Description of the task: Write out exactly the lines from the one containing "maple leaf using the picture above." through the last line of the records below, including both.

Dataset entries
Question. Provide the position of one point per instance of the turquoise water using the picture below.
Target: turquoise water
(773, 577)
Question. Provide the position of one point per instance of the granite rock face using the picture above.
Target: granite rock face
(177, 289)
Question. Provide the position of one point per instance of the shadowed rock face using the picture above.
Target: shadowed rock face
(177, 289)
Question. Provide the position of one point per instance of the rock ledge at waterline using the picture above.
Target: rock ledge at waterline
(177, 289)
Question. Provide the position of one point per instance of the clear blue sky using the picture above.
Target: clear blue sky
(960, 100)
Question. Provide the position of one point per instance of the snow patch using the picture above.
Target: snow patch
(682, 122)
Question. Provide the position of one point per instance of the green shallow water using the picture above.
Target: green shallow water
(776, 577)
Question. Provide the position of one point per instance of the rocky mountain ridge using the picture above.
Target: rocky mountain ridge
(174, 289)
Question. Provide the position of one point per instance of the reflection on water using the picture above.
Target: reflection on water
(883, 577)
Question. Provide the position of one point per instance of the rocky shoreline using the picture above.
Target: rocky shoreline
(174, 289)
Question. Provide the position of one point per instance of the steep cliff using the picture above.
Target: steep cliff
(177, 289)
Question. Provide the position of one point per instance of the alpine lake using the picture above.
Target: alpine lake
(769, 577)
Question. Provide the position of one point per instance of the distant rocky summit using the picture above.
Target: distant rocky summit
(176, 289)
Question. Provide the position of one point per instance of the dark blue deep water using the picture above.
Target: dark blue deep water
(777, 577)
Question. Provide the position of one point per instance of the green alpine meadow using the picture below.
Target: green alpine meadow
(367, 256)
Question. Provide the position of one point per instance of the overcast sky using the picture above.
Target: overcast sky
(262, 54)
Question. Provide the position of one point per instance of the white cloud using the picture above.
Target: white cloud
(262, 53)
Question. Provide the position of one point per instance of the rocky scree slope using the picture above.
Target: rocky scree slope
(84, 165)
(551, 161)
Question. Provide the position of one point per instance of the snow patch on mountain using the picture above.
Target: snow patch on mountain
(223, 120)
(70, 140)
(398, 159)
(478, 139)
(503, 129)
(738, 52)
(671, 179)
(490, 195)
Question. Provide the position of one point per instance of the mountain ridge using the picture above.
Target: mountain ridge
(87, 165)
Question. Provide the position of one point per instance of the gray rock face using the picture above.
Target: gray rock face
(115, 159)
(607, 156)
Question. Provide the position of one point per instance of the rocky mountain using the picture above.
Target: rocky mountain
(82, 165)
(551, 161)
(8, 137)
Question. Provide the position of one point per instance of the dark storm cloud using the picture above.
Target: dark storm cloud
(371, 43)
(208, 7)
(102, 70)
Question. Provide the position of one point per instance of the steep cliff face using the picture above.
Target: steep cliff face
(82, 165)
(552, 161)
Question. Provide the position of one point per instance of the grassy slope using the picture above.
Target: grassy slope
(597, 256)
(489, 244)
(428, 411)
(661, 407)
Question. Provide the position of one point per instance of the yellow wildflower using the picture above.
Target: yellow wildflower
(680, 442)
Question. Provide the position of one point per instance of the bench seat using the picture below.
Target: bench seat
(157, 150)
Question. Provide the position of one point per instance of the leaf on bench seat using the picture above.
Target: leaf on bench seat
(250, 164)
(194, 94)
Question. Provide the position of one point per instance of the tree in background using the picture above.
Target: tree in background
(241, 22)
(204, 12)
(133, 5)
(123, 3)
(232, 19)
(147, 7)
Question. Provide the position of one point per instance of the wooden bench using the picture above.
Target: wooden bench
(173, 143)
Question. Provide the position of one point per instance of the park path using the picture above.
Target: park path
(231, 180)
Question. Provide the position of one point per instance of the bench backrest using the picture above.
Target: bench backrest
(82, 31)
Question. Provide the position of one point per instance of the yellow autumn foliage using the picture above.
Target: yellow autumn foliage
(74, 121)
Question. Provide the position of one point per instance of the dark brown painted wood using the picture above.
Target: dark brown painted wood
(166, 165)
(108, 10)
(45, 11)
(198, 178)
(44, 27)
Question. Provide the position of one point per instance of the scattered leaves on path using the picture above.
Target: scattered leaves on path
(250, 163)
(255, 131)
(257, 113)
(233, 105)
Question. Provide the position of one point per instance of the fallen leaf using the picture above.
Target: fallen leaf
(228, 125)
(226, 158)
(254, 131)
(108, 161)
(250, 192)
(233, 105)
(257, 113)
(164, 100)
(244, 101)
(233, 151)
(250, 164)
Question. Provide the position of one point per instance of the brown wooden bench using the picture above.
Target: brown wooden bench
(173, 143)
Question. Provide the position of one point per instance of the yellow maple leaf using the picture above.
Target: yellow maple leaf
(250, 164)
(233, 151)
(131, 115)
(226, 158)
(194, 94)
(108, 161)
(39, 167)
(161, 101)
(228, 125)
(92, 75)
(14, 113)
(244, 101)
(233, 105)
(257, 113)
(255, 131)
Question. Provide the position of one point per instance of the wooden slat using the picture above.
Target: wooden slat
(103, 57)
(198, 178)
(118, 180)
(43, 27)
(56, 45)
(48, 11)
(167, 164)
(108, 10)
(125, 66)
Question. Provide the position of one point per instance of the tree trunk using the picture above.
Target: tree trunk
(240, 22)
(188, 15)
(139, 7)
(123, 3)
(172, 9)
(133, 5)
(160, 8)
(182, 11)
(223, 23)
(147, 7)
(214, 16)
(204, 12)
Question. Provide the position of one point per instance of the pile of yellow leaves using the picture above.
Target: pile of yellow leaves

The reply:
Question. Provide the position of one point per instance of the yellow maple leaf using the picture above.
Target: yellow maple leaf
(250, 164)
(233, 151)
(131, 115)
(226, 158)
(194, 94)
(108, 161)
(39, 167)
(161, 101)
(228, 125)
(92, 75)
(14, 113)
(244, 101)
(233, 105)
(257, 113)
(255, 131)
Question. Provide the position of one point per instance of the wooden slat using the picture above.
Target: wooden slat
(103, 57)
(198, 178)
(118, 180)
(43, 27)
(56, 45)
(48, 11)
(167, 164)
(108, 10)
(125, 66)
Question. Provide the position of one point per instance of the tree trunk using the picture above.
Target: tree trunk
(240, 22)
(188, 15)
(139, 7)
(123, 3)
(172, 9)
(133, 5)
(160, 8)
(182, 11)
(223, 23)
(147, 7)
(214, 16)
(204, 12)
Question. Provide the position of one point per instance of the pile of yellow leaves using the picture above.
Target: pile of yellow leaves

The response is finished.